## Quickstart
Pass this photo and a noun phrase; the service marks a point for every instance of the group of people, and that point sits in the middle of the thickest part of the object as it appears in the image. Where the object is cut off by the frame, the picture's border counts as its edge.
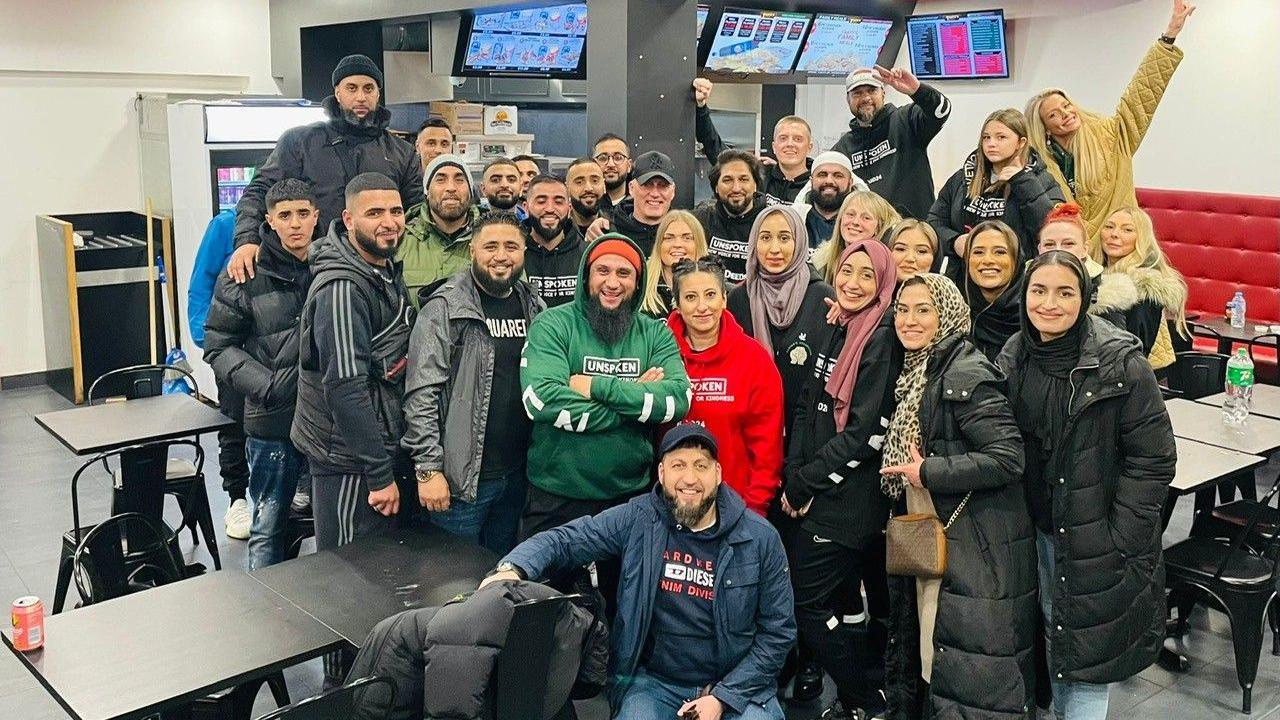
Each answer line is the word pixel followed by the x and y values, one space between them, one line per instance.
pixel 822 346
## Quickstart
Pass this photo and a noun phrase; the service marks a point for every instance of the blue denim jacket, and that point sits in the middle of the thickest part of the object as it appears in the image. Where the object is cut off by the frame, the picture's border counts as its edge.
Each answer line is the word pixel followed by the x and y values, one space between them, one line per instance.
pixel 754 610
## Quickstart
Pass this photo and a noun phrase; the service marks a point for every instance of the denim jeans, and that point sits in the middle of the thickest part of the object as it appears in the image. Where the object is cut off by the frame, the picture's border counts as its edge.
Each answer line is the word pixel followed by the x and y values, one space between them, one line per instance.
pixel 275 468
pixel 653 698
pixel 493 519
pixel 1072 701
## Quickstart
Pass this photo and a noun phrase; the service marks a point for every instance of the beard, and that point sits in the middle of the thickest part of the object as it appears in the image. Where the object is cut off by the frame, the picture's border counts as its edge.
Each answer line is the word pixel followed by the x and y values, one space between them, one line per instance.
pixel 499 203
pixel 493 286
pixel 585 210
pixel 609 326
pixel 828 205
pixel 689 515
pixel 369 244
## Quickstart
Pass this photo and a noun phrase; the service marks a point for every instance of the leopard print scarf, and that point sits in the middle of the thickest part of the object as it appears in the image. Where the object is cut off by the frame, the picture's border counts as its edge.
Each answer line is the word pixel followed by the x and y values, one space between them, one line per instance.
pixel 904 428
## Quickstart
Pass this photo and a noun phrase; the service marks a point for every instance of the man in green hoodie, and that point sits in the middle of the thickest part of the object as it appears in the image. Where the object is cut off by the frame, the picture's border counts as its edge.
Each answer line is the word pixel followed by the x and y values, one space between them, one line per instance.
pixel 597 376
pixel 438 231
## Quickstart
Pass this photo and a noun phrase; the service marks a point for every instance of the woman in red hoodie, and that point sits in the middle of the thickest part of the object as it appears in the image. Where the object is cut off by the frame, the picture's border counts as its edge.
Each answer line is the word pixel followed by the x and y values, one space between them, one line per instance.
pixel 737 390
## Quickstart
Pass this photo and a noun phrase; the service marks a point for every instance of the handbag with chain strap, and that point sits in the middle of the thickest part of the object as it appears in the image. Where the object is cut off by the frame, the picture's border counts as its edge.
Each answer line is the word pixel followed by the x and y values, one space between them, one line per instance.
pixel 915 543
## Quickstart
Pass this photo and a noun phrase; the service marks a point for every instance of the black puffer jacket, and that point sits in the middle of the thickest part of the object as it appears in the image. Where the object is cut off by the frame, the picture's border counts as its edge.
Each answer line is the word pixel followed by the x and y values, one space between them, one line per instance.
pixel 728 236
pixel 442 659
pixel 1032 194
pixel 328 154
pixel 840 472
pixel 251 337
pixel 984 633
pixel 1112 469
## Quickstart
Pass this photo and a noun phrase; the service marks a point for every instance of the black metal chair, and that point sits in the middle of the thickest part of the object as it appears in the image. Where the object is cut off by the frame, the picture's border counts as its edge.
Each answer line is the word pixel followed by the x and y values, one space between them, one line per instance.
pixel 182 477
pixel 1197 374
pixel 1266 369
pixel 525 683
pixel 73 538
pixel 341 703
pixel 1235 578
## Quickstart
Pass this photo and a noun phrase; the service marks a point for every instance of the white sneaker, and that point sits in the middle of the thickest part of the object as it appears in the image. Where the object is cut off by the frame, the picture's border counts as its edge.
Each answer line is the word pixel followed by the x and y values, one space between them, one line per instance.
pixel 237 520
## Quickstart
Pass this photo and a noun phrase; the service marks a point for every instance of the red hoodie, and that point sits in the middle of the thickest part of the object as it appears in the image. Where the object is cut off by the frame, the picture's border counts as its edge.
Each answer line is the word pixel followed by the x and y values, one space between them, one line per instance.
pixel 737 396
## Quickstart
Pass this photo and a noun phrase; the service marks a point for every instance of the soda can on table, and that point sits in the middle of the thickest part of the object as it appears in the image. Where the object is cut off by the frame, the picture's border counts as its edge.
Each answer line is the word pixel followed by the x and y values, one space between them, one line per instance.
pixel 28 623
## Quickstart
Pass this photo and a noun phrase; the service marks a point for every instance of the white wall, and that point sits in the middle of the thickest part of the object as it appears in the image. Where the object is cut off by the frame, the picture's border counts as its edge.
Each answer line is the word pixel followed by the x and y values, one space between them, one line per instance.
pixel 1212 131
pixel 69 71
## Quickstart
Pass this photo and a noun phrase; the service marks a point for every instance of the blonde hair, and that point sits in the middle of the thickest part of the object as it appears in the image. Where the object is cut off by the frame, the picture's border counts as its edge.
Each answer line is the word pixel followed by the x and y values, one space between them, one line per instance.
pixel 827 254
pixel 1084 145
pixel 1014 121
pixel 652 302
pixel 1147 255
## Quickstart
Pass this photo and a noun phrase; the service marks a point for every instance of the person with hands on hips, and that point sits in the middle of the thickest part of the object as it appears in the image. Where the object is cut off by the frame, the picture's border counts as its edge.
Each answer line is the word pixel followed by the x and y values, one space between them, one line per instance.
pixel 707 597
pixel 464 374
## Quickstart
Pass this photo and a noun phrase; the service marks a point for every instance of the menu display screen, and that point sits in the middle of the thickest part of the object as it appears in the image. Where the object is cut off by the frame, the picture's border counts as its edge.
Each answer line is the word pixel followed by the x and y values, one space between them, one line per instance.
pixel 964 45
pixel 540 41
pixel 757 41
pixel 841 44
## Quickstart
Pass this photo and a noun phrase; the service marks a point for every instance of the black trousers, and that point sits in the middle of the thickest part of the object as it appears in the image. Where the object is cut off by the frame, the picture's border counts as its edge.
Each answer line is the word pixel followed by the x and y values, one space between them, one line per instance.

-- -- --

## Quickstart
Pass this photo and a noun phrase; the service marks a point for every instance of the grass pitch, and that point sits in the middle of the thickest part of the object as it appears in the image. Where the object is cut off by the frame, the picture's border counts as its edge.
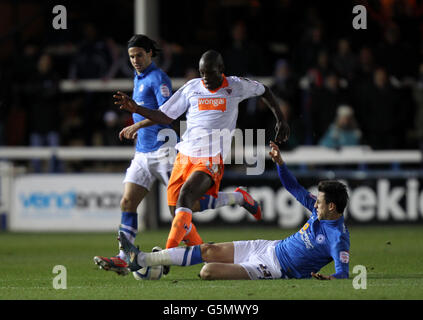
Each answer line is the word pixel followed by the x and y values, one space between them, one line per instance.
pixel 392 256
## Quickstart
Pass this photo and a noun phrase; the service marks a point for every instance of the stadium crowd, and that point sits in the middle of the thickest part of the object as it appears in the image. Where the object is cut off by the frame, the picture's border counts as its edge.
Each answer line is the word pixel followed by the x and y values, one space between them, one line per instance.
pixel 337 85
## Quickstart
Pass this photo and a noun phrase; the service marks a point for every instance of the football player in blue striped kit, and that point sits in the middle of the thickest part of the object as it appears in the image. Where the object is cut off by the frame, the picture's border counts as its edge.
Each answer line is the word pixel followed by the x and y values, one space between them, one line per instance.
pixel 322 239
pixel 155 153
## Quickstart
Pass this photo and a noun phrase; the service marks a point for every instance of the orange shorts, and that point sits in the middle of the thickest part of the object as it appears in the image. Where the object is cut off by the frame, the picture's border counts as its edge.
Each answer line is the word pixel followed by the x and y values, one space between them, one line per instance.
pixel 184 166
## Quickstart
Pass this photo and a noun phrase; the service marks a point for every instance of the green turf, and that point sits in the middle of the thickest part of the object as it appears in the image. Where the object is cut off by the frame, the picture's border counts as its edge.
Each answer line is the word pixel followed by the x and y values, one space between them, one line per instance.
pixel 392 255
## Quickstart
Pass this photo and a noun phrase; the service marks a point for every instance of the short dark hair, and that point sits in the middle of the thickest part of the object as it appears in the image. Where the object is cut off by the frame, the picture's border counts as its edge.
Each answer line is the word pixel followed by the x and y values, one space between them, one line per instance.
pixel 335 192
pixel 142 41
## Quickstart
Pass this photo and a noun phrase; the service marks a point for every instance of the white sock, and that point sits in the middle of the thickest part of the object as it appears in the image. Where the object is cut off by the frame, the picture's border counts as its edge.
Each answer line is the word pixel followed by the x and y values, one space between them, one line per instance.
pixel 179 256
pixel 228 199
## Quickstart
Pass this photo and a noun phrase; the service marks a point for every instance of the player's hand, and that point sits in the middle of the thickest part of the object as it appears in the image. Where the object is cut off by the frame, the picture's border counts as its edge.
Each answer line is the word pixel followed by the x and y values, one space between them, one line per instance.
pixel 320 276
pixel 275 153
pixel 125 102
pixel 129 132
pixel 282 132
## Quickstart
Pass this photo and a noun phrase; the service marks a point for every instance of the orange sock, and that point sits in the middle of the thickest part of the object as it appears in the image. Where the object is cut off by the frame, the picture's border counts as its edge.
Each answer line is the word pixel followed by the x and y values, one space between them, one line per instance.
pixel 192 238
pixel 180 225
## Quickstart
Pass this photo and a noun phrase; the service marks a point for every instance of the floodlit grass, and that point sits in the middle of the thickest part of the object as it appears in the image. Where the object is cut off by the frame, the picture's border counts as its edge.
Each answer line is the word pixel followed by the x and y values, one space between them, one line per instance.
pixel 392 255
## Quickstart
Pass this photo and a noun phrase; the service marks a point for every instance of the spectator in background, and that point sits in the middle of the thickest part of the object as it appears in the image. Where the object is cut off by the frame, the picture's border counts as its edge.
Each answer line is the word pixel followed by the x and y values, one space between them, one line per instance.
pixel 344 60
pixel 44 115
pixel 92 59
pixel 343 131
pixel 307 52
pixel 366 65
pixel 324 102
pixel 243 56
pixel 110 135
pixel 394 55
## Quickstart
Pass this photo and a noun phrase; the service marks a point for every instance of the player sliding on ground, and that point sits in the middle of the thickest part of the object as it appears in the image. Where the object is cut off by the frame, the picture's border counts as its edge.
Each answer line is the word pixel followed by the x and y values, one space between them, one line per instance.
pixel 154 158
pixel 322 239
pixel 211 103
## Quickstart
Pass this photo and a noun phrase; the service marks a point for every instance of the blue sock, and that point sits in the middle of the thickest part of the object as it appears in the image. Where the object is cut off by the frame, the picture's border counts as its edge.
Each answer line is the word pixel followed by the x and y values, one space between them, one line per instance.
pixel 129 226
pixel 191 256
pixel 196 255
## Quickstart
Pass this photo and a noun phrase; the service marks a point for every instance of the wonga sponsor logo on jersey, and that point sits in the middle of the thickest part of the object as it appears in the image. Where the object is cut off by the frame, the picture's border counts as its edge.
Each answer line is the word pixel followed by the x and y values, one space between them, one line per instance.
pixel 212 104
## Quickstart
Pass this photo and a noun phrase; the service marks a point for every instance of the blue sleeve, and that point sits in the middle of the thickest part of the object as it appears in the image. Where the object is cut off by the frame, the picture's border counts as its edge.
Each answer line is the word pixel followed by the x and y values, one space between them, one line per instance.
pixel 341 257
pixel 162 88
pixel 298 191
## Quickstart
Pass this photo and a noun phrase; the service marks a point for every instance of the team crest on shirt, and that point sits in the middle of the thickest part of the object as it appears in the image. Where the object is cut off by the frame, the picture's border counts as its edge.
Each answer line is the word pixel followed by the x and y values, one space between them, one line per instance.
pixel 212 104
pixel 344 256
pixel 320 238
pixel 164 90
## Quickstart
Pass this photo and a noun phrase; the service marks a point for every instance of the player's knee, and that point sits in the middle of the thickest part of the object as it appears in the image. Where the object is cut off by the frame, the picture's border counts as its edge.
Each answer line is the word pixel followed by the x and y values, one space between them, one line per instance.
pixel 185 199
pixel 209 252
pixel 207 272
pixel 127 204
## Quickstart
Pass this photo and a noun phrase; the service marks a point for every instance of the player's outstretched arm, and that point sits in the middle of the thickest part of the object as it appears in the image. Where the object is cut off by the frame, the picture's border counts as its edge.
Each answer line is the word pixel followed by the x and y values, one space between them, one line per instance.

-- -- --

● BRIEF
The lines you need are those with the word "sock"; list them from the entries.

● WORKED SOLUTION
Pass this photo and a noun phrase; the service marks a point for every instance of the white sock, and that point sits in the middle of the thickest part of the object as it appears in the image. Where the object is cut off by the frame, the picture's border counts as its edge.
Pass this photo and a noun phrase; the service marks a point for every instance of the orange sock, and that point sits in the middle of the thickest part of the object as it appears in the image. Where the object is cut off by the frame, the picture's border counts as its edge.
Pass this photo and a noun phrase; the service marks a point for every instance of the blue sock, and that point sits in the middle of the thickest part of the object as it appears in the image. Where the object is cut off by the frame, the picture's border counts as its edge.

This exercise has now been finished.